**Instructions to follow**. Each entry below has to be written out again without any change.

Collected data:
------------

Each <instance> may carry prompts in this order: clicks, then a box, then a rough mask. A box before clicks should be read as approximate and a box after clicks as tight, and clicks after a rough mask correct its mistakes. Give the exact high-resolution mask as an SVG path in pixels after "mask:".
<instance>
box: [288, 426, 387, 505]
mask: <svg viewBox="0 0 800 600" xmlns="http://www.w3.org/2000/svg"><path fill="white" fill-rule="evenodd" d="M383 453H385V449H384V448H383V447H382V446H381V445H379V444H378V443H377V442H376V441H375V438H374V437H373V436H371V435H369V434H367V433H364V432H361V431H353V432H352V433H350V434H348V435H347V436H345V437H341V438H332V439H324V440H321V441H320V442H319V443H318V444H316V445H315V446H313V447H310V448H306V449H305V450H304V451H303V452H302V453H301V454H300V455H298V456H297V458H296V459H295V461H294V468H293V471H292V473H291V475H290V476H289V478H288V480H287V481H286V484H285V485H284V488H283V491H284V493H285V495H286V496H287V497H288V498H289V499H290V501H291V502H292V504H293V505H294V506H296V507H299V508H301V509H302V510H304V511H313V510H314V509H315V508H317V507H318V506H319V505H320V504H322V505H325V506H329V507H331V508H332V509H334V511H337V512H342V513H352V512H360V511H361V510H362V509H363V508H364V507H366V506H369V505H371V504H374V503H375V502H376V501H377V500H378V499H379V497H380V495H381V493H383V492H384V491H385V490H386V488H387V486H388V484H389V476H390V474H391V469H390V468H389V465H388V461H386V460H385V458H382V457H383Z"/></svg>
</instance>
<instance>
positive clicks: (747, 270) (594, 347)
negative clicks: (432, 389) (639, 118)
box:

------------

**Result for this exercise**.
Each <instance> may carry prompts in this order: clicks, then a box, then a rough mask. A box before clicks should be read as approximate and a box after clicks as tight, and clicks after a rough mask correct its mistakes. Give the exact high-resolution mask as an SVG path in pixels after "mask:".
<instance>
box: [288, 426, 387, 505]
mask: <svg viewBox="0 0 800 600" xmlns="http://www.w3.org/2000/svg"><path fill="white" fill-rule="evenodd" d="M383 453H385V449H384V448H383V447H382V446H381V445H379V444H378V443H377V442H376V441H375V438H374V437H373V436H371V435H369V434H367V433H364V432H361V431H353V432H352V433H350V434H348V435H347V436H345V437H341V438H332V439H324V440H321V441H320V442H319V443H318V444H316V445H315V446H313V447H310V448H306V449H305V450H304V451H303V452H302V453H301V454H300V455H298V456H297V458H296V459H295V461H294V468H293V471H292V473H291V475H290V476H289V478H288V480H287V481H286V484H285V485H284V488H283V491H284V493H285V495H286V496H287V497H288V498H289V499H290V501H291V502H292V504H293V505H294V506H296V507H299V508H301V509H302V510H304V511H313V510H314V509H315V508H317V507H318V506H319V505H320V504H322V505H325V506H329V507H331V508H332V509H334V511H337V512H342V513H352V512H360V511H361V510H362V509H363V508H364V507H366V506H369V505H371V504H374V503H375V502H376V501H377V500H378V499H379V497H380V495H381V493H383V492H384V491H385V490H386V488H387V486H388V484H389V476H390V474H391V469H390V468H389V465H388V461H386V460H385V458H382V457H383Z"/></svg>
</instance>
<instance>
positive clicks: (747, 270) (594, 347)
negative clicks: (432, 389) (639, 118)
box:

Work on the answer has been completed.